- **Page text**:
###

The UK’s Fibre Extrusion Technology (FET) will introduce its new lab-scale spunbond system at the forthcoming INDEX 2020 nonwovens exhibition taking place in Geneva, Switzerland, from October 19-22.
Complementing the company’s successful meltblown technology, the new spunbond range provides unprecedented opportunities for the scaled development of new nonwoven fabrics based on a wide range of fibres and polymers, including bicomponents.
The market availability of this new technology is particularly timely, given the industry’s current preoccupation with the development of new substrates based on biopolymers, sustainable resins or recycled fibres.
FET has already supplied one of these new spunbond lines to University of Leeds in the UK, and a second, in combination with a metlblown line, to the University of Erlangen-Nuremberg in Germany.
“Our new spunbond technology is unique in providing the ability to process a wide range of polymers, including those normally not considered appropriate for the spunbond process, at the scale required to fully explore material combinations and bring new products to market,” says FET Managing Director Richard Slack. “FET has built on its melt spinning expertise to develop a true laboratory scale spunbond system.”
Properties
Steve Russell, Professor of Textile Materials and Technology at University of Leeds, agrees.
“Our new spunbond line from FET forms part of a wider investment in facilities to support fundamental, academic research on future manufacturing, where the focus is on studying the small-scale processing of unconventional polymers and additive mixes to form spunbond fabrics with multifunctional properties,” he says. “Key to this research is developing the underlying process-structure-performance relationships, based on the measured data, to provide a detailed understanding of how final fabric performance can be controlled during processing.”
Many exciting materials developed in academic research struggle to progress beyond the bench as a result of compatibility issues with key manufacturing processes such as spunbond, he adds.
“By leveraging mono, core-sheath and island-in-the-sea bicomponent technology, the Leeds team is working with polymer and biomaterial research scientists, engineers and clinicians to explore the incorporation of unusual materials in spunbond fabrics, potentially widening applications,” Russell says. “The new spunbond system is perfectly suited to our academic research work, and is already proving itself to be extremely versatile and intuitive to use.”
“We look forward to discussing the possibilities of this versatile new system with interested parties at INDEX in Geneva,” Richard Slack concludes. “It is capable of processing pure polymer with no requirement for processing aids or additives, to obtain a wide range of structural and mechanical properties, and there are numerous options for the post-processing of the webs.”
FET is at stand 1163 at the show in Geneva.

###

Records from a data collection:
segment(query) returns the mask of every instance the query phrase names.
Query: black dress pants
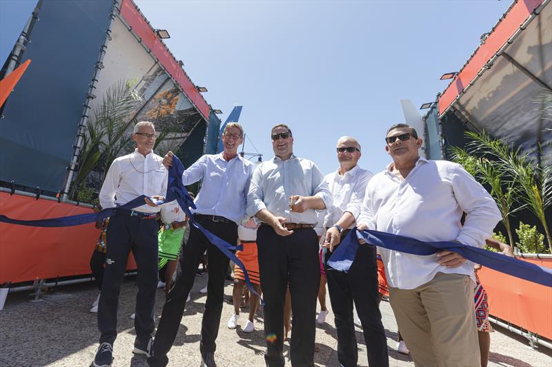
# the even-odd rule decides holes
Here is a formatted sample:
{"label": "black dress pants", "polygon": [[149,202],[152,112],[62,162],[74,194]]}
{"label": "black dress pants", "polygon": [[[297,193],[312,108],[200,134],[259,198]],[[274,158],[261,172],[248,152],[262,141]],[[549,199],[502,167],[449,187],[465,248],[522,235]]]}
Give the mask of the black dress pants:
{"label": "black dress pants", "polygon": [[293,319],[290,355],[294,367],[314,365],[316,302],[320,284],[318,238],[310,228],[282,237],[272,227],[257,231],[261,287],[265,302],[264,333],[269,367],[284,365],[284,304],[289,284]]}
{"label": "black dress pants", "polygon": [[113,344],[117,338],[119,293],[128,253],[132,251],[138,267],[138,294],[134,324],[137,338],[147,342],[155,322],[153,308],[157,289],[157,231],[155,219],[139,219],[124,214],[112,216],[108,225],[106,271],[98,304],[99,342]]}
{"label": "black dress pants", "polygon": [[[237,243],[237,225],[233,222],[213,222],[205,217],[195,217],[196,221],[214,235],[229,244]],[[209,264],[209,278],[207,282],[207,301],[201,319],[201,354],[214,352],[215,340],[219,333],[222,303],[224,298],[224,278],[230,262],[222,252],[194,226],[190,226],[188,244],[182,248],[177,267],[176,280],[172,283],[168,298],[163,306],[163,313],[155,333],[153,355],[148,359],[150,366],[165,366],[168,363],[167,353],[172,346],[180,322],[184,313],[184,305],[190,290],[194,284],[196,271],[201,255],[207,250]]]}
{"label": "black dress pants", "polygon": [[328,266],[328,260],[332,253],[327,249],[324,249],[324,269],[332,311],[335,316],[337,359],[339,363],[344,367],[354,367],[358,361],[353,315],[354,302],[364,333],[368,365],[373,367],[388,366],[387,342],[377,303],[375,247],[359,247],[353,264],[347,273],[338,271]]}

###

- **Exercise set**:
A: From the article on FET's spunbond system, copy the passage that opens with the words containing "FET has already" and closes with "of Leeds, agrees.".
B: For each statement, state whether the article on FET's spunbond system supports it, answering yes or no and quoting the deciding words: (i) FET will be at stand 1163 at the show in Geneva. (ii) Steve Russell is the Managing Director of FET. (iii) FET supplied one of the new spunbond lines to University of Leeds.
C: According to the article on FET's spunbond system, what position does Steve Russell hold?
The records are not required for any of this work.

- **Results for each task**:
A:
FET has already supplied one of these new spunbond lines to University of Leeds in the UK, and a second, in combination with a metlblown line, to the University of Erlangen-Nuremberg in Germany.
“Our new spunbond technology is unique in providing the ability to process a wide range of polymers, including those normally not considered appropriate for the spunbond process, at the scale required to fully explore material combinations and bring new products to market,” says FET Managing Director Richard Slack. “FET has built on its melt spinning expertise to develop a true laboratory scale spunbond system.”
Properties
Steve Russell, Professor of Textile Materials and Technology at University of Leeds, agrees.

B:
(i) Yes: "FET is at stand 1163 at the show in Geneva."
(ii) No: "says FET Managing Director Richard Slack"
(iii) Yes: "FET has already supplied one of these new spunbond lines to University of Leeds in the UK"

C: He is Professor of Textile Materials and Technology at University of Leeds.